**Do this**
Repeat the following lines exactly and nothing else: the line containing "the white porch" and each line after it through the end of the listing.

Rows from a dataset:
(begin)

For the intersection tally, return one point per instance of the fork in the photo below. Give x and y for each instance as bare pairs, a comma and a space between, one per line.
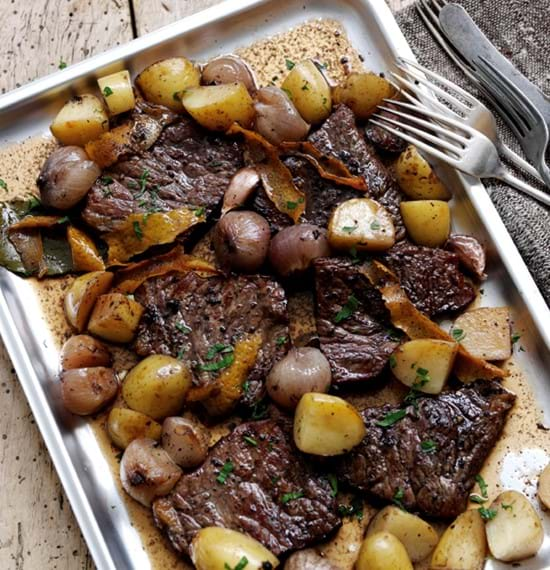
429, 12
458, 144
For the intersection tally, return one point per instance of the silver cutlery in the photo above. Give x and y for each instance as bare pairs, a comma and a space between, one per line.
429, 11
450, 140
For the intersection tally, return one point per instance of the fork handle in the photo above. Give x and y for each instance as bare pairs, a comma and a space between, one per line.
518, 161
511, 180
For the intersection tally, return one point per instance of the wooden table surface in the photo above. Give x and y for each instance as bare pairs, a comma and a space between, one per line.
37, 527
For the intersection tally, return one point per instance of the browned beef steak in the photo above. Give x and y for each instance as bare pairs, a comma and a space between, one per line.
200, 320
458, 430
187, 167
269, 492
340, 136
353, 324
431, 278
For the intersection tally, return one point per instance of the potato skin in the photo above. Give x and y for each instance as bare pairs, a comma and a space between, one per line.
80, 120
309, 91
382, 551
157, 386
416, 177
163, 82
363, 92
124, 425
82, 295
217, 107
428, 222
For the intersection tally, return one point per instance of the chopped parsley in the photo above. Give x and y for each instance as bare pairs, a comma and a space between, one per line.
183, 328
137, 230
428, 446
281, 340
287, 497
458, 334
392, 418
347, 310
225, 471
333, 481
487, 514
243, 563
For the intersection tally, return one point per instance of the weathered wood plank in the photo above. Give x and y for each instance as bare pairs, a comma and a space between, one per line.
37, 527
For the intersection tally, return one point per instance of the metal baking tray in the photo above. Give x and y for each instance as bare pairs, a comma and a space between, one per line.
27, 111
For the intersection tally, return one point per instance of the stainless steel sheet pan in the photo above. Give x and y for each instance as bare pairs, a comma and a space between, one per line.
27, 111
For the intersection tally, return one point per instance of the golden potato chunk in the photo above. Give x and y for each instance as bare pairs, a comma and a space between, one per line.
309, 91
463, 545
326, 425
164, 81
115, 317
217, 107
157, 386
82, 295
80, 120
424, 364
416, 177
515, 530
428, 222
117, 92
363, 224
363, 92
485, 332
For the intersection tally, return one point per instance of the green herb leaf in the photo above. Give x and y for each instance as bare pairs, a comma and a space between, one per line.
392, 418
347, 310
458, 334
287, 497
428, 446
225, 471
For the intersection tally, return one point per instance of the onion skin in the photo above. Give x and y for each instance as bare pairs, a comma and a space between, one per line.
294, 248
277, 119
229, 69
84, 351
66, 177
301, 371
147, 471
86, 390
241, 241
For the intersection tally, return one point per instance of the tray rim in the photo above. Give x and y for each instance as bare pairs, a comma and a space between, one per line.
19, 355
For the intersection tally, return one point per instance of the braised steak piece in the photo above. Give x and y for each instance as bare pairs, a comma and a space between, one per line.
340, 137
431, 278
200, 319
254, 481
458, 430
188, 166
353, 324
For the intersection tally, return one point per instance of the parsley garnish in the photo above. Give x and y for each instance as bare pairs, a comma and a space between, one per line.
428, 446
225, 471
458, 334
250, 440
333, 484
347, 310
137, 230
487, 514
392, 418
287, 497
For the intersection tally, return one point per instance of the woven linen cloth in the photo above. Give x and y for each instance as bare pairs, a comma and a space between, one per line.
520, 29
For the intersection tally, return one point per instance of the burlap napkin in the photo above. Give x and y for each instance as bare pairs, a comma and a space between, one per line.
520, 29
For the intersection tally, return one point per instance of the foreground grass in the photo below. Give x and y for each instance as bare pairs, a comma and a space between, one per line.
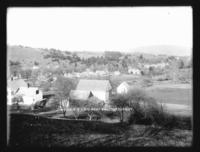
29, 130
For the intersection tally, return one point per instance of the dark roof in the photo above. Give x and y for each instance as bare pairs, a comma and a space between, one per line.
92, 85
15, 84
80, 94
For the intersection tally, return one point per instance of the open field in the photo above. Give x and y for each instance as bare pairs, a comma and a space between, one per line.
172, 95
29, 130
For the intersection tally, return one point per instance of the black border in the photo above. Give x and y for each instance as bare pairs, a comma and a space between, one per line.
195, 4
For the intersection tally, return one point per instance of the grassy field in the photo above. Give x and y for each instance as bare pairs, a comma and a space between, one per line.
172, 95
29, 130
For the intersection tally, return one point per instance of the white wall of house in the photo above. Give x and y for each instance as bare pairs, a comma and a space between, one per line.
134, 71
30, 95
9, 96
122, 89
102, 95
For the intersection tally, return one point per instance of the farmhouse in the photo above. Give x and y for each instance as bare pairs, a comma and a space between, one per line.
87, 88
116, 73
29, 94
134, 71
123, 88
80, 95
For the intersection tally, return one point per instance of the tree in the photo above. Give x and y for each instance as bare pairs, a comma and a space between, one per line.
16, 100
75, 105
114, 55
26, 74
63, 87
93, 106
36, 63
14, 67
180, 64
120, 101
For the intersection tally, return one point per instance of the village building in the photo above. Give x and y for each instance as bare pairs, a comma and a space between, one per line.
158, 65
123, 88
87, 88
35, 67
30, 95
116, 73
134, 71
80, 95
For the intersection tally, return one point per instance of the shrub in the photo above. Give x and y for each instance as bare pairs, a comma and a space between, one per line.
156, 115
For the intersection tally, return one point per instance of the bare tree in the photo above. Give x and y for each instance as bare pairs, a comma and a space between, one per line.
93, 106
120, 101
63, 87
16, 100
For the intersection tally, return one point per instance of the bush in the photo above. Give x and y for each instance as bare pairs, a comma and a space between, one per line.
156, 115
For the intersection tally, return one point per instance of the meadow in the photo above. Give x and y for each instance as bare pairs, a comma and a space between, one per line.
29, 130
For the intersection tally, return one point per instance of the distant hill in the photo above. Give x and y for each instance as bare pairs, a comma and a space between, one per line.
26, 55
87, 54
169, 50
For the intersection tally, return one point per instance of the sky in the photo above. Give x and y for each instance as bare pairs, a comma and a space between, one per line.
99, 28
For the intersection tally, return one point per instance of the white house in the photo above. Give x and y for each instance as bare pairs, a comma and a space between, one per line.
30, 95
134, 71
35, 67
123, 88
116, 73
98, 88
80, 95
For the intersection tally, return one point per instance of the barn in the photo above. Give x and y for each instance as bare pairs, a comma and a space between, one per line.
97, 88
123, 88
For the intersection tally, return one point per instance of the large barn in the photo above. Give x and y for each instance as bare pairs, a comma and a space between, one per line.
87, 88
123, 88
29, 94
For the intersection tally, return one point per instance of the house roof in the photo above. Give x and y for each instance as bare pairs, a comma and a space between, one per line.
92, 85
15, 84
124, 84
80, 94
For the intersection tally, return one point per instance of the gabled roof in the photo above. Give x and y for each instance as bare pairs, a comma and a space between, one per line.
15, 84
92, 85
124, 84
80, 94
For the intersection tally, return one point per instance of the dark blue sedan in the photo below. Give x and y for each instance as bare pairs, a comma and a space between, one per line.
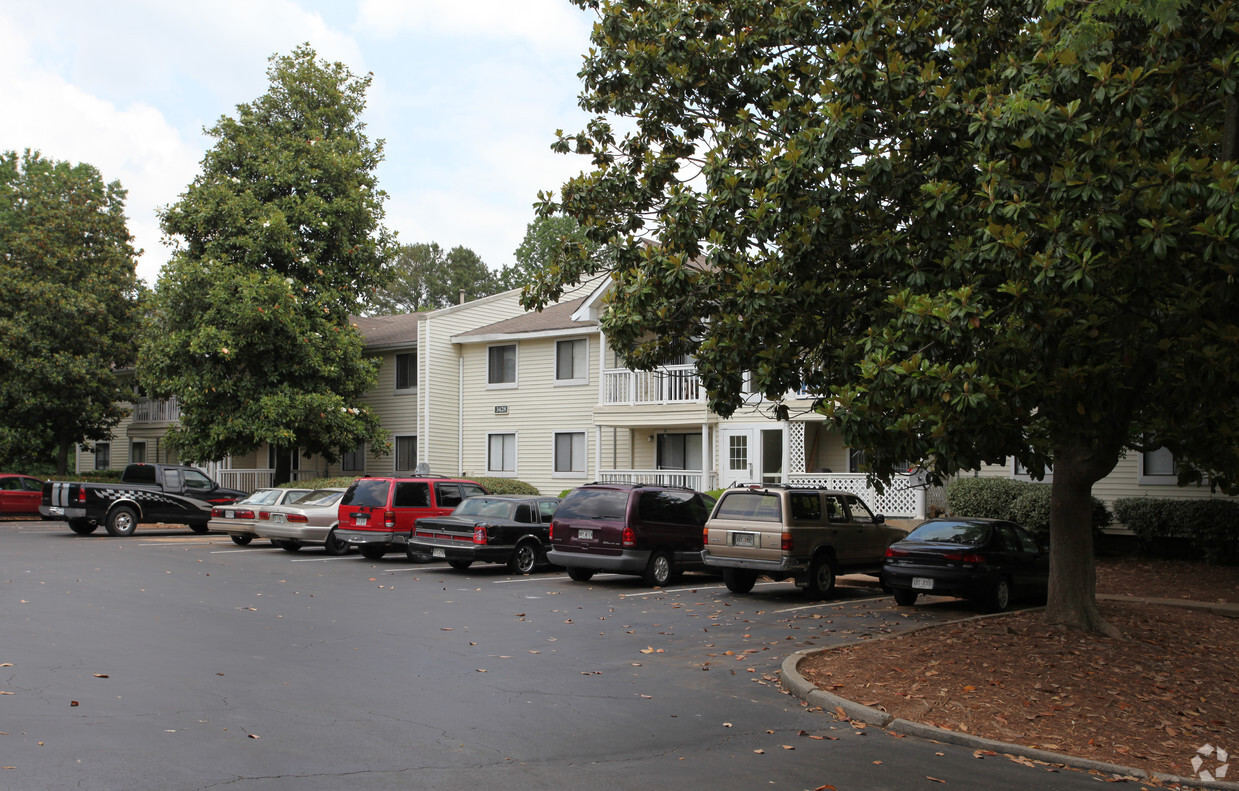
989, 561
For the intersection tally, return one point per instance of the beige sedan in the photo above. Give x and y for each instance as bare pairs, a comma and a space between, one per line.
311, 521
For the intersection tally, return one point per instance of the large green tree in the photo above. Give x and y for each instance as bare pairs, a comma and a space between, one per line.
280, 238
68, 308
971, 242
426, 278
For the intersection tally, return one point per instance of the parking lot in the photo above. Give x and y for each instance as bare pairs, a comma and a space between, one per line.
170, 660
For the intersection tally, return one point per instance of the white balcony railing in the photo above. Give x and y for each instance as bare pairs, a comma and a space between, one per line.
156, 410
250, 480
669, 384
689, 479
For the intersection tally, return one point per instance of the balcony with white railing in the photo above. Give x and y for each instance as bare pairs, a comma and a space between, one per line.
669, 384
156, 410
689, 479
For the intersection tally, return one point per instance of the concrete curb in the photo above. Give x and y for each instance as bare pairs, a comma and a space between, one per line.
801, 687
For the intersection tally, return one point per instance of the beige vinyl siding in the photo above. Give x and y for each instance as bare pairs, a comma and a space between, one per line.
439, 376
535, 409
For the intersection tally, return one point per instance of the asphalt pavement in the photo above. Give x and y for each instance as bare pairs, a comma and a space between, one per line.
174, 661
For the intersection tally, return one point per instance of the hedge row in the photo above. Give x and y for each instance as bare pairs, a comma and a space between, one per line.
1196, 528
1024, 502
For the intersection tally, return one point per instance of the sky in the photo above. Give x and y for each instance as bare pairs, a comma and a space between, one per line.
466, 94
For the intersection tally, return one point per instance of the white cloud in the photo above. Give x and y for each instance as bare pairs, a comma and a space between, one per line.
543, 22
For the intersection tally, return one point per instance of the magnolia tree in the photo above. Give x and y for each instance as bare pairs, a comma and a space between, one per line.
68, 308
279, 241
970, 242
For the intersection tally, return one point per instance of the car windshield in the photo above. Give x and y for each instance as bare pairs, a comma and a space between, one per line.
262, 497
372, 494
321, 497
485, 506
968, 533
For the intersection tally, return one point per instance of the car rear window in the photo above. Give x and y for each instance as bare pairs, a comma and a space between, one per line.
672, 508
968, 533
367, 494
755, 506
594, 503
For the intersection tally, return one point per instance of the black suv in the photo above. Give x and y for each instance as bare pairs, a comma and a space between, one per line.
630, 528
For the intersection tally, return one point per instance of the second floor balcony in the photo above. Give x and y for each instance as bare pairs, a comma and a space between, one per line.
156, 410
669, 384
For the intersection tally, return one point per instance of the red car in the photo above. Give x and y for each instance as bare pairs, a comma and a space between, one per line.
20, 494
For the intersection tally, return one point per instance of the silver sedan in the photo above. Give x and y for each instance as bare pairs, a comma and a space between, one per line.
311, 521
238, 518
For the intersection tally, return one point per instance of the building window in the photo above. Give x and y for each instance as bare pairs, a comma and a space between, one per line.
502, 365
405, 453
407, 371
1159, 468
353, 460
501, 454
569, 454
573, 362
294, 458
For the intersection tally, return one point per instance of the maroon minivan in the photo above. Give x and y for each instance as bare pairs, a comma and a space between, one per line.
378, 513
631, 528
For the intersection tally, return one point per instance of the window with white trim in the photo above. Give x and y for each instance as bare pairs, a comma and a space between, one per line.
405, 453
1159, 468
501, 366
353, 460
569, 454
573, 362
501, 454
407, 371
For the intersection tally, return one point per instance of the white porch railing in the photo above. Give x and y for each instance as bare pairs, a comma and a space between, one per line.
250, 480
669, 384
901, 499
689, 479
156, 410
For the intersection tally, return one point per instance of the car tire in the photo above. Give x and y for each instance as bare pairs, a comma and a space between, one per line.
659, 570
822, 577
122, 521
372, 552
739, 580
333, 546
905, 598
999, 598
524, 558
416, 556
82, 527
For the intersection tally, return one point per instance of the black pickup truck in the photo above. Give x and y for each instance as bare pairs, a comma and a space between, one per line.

(end)

**Final result**
For the intersection tally, return one point per instance of the white porch railing in the photo above. Give x and y for each instance as bare pairs, a comma and a space between, one per line.
250, 480
669, 384
901, 499
689, 479
156, 410
For the intersection tally, return one point per instance of the car tire in the photo above. Give x and y for each instance as bare pairs, a comma and a space between, one per line.
659, 570
822, 577
122, 521
372, 552
739, 580
333, 546
905, 598
999, 598
524, 558
416, 556
82, 527
For the intersection tally, return one point per instance of the black pickup truck in the photo above. Give x and y for each instance as bare pairs, a comma and a space between, one per line.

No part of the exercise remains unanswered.